PASSAGE SHOWN »
— BEGIN —

Isaac McKim (July 21, 1775 – April 1, 1838) was a U.S. Representative from Maryland, nephew of Alexander McKim. McKim's five terms as a Congressman saw him change parties three times (from Republican to Jackson Republican to Jacksonian).

Early life
Born in Baltimore in the Province of Maryland, McKim attended the public schools, and later engaged in mercantile pursuits.  He served in the War of 1812 as aide-de-camp to General Samuel Smith.

Political career 
After the war, McKim served as a member of the Maryland Senate from December 4, 1821, until January 8, 1823, when he resigned.

McKim was elected as a Democrat to the Seventeenth Congress to fill the vacancy caused by the resignation of Samuel Smith.  On the same day, McKim was elected as a Jackson Republican to the Eighteenth Congress to fill the vacancy caused by the resignation of Representative-elect Smith and served from January 4, 1823, to March 3, 1825.  After Congress, McKim served as one of the original director of the Baltimore & Ohio Railroad Co. from 1827 until 1831.

— END —

THINGS TO DO »
1. In the Isaac McKim article, retype the stretch from "Isaac McKim (July" through "General Samuel Smith.".
2. Translate this sentence from the Isaac McKim article into Spanish: "He served in the War of 1812 as aide-de-camp to General Samuel Smith."

DATASET ROWS »
— BEGIN —

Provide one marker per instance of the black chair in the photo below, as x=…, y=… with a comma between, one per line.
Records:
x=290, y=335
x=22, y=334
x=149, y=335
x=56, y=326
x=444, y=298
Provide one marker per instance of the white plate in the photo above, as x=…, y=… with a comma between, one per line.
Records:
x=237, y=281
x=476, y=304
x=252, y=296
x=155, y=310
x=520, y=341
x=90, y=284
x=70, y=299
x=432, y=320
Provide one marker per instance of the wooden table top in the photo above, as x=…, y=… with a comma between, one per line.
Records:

— END —

RESPONSES BY TASK »
1.
Isaac McKim (July 21, 1775 – April 1, 1838) was a U.S. Representative from Maryland, nephew of Alexander McKim. McKim's five terms as a Congressman saw him change parties three times (from Republican to Jackson Republican to Jacksonian).

Early life
Born in Baltimore in the Province of Maryland, McKim attended the public schools, and later engaged in mercantile pursuits.  He served in the War of 1812 as aide-de-camp to General Samuel Smith.

2. Sirvió en la guerra de 1812 como edecán del general Samuel Smith.